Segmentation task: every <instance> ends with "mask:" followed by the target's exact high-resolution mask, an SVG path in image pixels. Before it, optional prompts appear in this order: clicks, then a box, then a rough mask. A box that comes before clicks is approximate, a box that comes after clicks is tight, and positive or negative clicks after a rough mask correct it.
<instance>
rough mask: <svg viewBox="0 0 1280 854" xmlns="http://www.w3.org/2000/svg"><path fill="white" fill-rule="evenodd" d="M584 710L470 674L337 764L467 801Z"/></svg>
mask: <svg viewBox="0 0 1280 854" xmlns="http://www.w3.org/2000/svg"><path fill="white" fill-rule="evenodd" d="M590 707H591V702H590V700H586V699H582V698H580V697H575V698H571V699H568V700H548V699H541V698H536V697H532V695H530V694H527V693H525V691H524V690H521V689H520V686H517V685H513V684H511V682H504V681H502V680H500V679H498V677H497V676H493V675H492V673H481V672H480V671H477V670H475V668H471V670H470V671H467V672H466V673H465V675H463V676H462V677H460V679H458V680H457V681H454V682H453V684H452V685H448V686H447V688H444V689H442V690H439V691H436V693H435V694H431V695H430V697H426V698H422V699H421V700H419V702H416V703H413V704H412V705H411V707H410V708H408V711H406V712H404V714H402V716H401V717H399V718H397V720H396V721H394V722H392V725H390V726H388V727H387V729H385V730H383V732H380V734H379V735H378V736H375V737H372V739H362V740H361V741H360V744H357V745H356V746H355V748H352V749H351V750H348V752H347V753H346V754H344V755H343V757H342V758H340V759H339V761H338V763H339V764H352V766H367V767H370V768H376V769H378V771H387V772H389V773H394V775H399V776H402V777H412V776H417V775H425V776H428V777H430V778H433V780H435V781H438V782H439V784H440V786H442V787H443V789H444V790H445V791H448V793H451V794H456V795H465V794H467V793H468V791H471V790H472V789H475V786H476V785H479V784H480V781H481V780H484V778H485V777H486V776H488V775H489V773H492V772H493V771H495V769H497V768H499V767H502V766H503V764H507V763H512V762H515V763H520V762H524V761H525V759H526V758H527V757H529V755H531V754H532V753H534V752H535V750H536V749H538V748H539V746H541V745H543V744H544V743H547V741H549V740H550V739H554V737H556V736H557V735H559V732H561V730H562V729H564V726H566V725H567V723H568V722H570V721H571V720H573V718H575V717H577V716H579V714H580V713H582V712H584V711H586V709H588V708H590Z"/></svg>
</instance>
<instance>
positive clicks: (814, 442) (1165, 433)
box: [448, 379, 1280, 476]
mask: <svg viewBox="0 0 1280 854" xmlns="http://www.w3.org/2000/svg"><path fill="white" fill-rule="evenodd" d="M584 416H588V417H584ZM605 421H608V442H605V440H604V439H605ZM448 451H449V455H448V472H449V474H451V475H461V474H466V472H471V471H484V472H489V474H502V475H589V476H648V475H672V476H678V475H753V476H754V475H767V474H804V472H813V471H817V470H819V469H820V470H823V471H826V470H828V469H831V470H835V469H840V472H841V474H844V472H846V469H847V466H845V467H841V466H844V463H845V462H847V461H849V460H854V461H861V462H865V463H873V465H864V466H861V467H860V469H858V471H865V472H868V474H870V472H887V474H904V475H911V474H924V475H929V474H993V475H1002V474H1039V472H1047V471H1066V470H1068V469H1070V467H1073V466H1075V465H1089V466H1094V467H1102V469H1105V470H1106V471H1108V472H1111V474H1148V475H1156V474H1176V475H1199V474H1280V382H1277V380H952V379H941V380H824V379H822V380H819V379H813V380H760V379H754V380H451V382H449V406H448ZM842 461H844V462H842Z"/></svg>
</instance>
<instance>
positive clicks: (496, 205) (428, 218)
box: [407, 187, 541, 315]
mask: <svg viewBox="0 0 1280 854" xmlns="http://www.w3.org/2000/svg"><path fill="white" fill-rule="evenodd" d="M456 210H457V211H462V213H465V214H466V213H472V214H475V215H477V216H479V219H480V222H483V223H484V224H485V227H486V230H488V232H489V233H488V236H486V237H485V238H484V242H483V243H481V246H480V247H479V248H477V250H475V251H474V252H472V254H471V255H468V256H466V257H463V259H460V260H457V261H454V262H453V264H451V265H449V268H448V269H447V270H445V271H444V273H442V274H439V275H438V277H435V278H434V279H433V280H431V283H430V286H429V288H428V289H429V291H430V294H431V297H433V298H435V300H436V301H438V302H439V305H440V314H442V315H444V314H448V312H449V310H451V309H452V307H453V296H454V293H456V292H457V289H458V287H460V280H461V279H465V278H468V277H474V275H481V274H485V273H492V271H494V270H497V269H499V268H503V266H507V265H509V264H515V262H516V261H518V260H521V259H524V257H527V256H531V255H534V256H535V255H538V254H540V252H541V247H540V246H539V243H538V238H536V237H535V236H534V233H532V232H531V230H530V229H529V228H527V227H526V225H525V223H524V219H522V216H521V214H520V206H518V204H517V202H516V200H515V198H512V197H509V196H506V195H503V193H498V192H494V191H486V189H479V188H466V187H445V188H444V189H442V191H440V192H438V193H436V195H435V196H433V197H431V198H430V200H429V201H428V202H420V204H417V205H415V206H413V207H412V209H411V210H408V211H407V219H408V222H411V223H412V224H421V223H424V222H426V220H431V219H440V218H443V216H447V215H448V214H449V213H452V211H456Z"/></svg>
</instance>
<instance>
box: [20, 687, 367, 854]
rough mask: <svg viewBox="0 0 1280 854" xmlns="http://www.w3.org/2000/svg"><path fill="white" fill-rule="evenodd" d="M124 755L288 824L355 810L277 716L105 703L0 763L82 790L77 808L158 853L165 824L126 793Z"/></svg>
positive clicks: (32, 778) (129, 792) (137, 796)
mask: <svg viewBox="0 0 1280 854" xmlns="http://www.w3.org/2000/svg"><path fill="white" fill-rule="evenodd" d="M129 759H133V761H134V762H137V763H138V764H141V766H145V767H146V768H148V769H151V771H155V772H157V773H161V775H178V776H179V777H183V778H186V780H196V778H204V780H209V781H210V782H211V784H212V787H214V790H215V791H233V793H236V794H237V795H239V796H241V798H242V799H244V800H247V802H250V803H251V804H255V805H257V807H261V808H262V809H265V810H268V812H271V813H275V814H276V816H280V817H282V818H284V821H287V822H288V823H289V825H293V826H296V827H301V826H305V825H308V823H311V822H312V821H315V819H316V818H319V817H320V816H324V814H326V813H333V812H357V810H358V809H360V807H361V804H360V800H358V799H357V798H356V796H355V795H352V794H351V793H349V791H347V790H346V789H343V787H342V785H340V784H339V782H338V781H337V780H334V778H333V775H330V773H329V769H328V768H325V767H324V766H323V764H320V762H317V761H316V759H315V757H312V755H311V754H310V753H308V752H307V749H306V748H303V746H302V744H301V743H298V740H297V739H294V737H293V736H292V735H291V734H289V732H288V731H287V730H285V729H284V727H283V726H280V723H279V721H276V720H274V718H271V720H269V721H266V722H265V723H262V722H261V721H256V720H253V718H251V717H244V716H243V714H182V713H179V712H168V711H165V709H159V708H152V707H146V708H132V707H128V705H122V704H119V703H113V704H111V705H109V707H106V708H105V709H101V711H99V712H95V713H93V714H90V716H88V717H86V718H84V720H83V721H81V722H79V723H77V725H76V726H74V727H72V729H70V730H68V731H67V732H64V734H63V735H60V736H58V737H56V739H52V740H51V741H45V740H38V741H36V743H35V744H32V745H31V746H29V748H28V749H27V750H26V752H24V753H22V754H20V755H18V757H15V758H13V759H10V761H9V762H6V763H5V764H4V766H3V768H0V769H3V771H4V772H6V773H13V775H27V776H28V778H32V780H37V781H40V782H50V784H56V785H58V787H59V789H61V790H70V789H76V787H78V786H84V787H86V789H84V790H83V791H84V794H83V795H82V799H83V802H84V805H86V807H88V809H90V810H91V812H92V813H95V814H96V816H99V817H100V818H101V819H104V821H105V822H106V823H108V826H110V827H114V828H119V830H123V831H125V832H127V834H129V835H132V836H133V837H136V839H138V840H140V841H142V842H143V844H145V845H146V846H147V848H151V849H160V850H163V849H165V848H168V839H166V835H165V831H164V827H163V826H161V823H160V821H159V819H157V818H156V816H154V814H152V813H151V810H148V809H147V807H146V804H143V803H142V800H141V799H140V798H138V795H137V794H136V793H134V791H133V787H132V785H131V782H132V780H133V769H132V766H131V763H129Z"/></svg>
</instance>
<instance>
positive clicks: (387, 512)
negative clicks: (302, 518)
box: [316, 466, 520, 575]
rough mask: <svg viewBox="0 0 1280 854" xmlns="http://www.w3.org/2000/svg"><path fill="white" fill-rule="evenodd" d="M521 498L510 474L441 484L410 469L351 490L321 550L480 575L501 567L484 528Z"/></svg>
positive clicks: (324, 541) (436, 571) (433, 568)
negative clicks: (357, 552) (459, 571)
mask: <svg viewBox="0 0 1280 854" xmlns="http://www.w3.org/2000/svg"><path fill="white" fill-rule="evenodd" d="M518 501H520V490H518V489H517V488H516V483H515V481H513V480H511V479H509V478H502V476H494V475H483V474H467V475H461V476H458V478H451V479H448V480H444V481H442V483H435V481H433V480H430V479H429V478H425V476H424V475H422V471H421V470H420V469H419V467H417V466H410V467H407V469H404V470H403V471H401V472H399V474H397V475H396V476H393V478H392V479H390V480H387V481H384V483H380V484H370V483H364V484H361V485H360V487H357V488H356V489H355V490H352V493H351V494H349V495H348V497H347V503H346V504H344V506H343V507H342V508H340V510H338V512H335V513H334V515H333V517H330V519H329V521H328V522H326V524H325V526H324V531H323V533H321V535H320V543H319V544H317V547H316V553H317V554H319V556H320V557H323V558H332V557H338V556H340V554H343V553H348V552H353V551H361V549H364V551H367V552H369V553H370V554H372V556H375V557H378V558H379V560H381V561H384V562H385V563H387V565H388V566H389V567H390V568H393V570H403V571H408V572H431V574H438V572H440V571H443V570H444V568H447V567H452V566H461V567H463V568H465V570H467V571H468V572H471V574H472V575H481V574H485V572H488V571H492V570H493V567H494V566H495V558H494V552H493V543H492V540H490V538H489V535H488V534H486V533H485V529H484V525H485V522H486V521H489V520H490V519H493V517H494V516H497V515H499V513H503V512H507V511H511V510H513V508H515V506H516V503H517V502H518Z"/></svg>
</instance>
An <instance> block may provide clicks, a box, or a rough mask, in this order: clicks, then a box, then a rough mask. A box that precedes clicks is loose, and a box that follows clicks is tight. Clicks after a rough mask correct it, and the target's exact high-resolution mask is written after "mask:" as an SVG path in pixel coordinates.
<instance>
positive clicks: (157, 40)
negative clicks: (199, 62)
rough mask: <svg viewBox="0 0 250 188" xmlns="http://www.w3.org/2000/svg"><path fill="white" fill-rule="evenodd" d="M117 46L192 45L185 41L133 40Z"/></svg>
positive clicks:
● ● ● ● ● ● ●
## About this task
Transcribe, exactly and without additions, the lines of the records above, beginning with the line that contains "box: [316, 466, 520, 575]" and ending with the line that contains "positive clicks: (324, 541)", both included.

## Exercise solution
box: [316, 466, 520, 575]
rough mask: <svg viewBox="0 0 1280 854" xmlns="http://www.w3.org/2000/svg"><path fill="white" fill-rule="evenodd" d="M521 498L510 474L441 484L410 469L351 490L321 550L480 575L501 567L484 528Z"/></svg>
positive clicks: (324, 541) (436, 571) (433, 568)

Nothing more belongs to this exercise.